— Start DATA LISTING —

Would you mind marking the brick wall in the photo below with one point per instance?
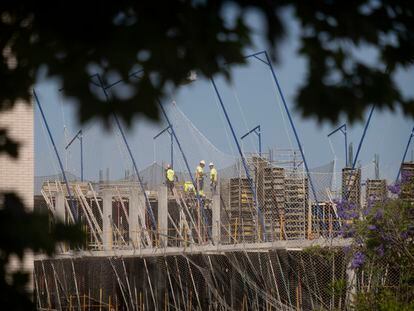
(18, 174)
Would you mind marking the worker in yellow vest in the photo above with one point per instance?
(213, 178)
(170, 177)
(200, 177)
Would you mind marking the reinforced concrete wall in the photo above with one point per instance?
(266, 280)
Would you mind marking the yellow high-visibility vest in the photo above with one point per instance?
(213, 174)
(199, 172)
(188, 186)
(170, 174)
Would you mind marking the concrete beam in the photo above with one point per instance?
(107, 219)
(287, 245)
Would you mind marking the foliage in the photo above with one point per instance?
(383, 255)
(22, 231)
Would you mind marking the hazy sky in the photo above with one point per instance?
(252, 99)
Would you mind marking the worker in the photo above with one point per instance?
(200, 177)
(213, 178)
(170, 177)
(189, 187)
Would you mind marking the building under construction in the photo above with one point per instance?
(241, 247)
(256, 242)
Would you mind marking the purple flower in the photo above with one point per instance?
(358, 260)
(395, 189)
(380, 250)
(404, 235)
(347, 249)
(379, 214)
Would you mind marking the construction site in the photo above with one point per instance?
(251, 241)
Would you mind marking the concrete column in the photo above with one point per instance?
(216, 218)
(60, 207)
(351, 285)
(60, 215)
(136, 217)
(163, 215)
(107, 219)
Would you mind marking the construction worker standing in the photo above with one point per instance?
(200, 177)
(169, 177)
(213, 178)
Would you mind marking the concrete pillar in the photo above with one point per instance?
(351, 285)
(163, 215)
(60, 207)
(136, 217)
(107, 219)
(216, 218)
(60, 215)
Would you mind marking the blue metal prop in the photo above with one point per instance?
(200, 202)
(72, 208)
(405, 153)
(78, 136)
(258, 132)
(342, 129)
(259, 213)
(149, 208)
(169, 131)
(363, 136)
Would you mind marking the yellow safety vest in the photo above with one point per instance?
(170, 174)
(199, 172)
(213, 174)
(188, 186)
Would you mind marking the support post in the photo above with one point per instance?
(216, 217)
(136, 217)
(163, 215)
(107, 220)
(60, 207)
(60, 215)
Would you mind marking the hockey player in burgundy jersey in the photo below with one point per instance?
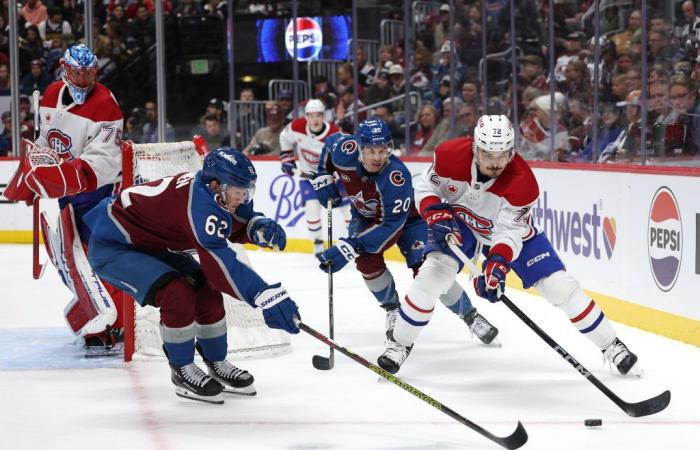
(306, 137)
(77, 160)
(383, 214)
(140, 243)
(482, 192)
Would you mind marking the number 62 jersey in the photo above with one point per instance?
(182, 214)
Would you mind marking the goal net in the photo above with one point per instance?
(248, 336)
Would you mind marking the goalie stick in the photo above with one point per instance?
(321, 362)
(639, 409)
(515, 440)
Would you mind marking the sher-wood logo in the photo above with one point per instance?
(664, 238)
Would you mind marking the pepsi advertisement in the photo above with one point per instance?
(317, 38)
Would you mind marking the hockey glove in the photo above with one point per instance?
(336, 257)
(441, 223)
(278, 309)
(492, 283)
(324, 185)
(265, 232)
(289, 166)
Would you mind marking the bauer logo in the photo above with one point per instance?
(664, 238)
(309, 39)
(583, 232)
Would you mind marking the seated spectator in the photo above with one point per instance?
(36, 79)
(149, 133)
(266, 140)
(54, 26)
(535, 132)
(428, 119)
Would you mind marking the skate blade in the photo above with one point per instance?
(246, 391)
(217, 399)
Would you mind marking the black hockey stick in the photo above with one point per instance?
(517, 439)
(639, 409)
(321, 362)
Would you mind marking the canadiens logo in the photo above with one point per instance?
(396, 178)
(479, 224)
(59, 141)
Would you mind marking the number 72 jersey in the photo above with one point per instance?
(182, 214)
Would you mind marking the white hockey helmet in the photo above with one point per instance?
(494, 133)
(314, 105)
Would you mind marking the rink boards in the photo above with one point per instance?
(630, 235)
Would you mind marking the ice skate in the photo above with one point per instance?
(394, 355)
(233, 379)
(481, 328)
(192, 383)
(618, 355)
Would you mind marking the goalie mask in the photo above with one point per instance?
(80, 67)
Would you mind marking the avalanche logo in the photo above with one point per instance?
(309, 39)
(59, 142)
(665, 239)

— End DATA LISTING —
— Start DATA LISTING —

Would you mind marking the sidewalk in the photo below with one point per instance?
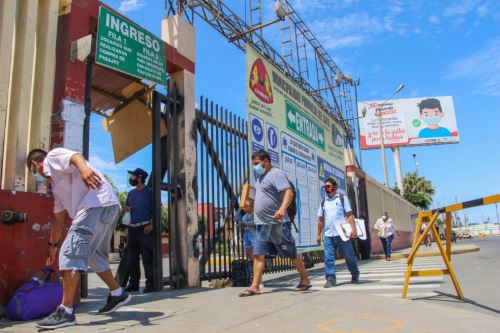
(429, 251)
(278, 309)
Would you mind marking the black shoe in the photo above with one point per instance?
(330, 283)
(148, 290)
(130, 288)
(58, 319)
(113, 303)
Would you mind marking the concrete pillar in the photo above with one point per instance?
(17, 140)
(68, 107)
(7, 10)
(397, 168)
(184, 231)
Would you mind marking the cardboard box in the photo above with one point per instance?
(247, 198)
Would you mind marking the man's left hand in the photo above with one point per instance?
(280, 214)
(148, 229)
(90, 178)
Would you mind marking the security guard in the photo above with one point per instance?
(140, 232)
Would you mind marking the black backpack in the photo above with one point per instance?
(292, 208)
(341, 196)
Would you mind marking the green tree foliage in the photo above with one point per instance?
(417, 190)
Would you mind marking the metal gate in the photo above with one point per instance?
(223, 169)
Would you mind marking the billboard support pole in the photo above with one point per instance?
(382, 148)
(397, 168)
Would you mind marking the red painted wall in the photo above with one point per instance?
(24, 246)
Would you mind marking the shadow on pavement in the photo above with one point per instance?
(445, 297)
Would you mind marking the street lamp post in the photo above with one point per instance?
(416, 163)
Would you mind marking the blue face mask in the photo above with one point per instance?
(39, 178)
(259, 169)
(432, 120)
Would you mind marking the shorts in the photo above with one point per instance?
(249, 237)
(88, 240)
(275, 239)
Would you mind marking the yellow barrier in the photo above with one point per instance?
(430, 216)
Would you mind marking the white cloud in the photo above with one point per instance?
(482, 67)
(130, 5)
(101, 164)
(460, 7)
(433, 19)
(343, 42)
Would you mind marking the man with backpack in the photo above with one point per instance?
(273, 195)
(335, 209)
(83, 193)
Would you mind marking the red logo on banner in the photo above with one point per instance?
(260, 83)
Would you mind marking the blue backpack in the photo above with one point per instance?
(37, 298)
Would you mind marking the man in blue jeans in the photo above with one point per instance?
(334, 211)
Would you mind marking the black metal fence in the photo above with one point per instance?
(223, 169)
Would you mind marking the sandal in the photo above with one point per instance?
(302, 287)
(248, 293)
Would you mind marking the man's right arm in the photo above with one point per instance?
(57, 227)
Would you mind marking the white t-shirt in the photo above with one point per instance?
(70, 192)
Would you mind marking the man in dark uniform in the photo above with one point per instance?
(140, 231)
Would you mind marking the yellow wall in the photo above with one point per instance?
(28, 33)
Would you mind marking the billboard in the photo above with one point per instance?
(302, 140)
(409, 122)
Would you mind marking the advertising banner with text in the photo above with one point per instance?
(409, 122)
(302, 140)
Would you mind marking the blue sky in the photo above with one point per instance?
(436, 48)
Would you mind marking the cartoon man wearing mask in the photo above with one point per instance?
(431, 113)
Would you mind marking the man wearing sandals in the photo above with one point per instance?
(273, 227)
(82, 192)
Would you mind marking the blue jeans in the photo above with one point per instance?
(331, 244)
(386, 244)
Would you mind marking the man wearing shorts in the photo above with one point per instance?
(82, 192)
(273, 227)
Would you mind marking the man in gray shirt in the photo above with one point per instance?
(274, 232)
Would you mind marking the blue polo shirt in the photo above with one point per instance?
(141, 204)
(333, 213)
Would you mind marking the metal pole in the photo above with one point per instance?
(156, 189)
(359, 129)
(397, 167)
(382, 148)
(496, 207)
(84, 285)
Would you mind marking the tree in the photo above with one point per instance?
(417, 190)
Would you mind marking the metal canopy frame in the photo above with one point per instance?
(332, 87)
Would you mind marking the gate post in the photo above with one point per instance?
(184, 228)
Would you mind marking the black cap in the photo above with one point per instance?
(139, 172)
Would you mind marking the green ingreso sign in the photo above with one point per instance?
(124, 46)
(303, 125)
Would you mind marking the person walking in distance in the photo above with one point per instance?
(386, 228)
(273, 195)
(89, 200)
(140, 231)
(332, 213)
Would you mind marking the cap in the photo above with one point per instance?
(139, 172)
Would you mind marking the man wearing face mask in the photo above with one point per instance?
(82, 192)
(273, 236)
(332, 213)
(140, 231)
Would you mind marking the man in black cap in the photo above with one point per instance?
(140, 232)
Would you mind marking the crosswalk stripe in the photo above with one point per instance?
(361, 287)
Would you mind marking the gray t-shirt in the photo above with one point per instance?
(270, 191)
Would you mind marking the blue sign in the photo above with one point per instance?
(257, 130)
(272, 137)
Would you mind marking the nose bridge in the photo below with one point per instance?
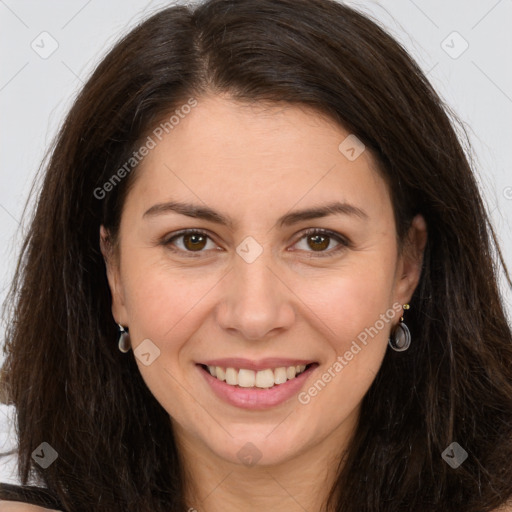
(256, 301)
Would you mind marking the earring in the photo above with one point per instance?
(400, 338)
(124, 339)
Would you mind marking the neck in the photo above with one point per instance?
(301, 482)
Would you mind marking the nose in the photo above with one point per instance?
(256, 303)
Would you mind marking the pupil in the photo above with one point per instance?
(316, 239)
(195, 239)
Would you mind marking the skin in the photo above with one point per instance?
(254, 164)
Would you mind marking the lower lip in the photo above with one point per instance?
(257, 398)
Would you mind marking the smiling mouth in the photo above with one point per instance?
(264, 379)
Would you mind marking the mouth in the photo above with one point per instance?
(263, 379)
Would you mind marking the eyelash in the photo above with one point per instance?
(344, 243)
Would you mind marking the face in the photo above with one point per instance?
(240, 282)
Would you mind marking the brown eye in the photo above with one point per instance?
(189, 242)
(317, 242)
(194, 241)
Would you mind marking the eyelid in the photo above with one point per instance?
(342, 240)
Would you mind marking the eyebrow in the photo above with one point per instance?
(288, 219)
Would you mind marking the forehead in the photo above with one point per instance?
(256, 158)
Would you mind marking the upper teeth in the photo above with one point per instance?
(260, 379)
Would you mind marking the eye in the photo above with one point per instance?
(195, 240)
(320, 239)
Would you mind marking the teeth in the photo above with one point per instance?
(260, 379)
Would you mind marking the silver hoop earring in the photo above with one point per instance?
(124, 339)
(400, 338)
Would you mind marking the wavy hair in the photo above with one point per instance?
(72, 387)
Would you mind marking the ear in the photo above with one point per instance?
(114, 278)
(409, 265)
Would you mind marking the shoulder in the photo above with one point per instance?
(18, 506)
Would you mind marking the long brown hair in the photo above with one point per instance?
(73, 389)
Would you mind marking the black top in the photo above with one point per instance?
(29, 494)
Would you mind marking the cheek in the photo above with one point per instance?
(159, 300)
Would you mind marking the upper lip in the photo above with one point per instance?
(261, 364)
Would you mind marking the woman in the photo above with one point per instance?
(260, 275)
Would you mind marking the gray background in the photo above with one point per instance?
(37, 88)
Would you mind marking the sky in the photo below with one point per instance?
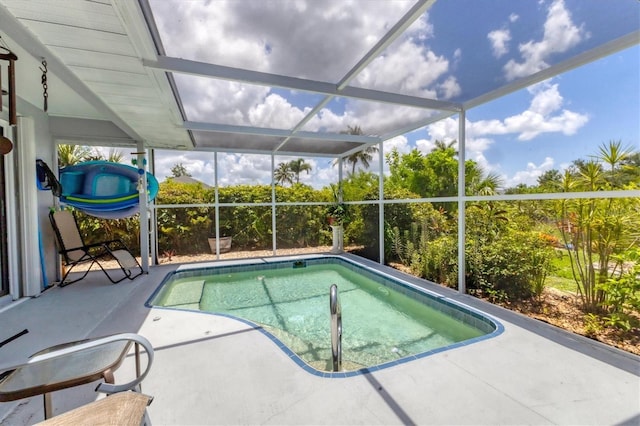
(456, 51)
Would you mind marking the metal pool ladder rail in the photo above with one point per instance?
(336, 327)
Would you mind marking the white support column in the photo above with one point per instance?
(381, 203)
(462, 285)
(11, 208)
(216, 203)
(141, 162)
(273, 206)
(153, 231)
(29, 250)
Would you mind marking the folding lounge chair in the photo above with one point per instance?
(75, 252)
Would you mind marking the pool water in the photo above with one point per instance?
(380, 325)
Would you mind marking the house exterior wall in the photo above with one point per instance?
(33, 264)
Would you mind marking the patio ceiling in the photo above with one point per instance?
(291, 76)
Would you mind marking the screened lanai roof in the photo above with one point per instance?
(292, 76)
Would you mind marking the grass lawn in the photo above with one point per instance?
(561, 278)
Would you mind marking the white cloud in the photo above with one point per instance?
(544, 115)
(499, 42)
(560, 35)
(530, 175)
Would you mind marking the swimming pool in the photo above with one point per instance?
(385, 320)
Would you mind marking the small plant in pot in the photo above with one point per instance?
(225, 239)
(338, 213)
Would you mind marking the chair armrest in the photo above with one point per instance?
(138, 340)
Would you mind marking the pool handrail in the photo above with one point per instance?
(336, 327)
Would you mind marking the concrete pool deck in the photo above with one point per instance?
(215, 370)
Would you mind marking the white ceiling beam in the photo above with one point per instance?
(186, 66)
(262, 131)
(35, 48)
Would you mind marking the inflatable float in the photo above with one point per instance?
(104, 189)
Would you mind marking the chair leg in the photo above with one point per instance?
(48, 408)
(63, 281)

— End DATA LISTING —
— Start DATA LISTING —

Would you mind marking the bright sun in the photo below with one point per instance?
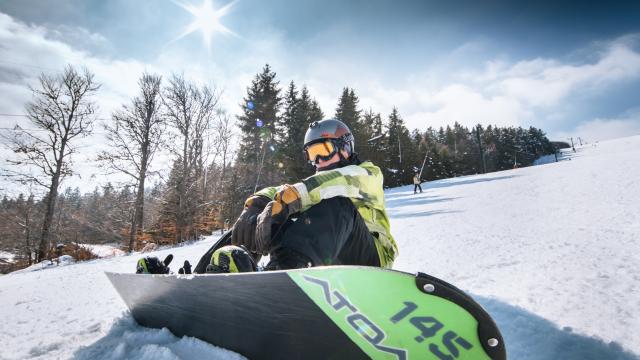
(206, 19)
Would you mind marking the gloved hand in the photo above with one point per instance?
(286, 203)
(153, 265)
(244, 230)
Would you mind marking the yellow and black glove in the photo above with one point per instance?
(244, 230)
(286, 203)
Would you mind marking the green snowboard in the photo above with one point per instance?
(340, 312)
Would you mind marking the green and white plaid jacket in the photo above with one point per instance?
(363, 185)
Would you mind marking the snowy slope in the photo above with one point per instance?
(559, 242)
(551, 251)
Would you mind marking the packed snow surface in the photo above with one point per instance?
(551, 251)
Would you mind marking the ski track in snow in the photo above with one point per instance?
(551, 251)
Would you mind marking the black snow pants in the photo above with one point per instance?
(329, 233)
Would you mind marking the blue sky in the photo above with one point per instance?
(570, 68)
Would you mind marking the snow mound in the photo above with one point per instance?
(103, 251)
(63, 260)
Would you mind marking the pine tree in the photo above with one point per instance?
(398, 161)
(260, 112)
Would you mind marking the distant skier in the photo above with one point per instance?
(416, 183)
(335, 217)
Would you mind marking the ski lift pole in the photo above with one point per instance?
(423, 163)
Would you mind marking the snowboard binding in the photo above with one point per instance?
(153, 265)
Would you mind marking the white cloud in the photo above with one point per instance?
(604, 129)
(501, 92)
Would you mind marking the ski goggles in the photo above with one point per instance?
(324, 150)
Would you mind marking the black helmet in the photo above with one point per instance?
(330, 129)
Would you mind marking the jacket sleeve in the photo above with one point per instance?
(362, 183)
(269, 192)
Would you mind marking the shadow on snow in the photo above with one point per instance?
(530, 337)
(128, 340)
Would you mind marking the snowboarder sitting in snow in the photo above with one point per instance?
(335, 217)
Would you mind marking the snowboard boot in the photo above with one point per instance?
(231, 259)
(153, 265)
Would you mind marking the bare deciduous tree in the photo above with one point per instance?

— End DATA LISTING —

# DIRECTIONS FOR THIS TASK
Pick out every line from the entries above that contains the word "green", and copy each of those lines.

# TASK RESPONSE
Would you mind marking the green tree foliage in the photo above with one point per instance?
Would you mind marking the green ingreso sign in the photo above with one point per instance?
Would you mind marking the green snowboard in the photo above with one point per instance?
Would you mind marking the green and white plaid jacket in the photo above with one point per instance?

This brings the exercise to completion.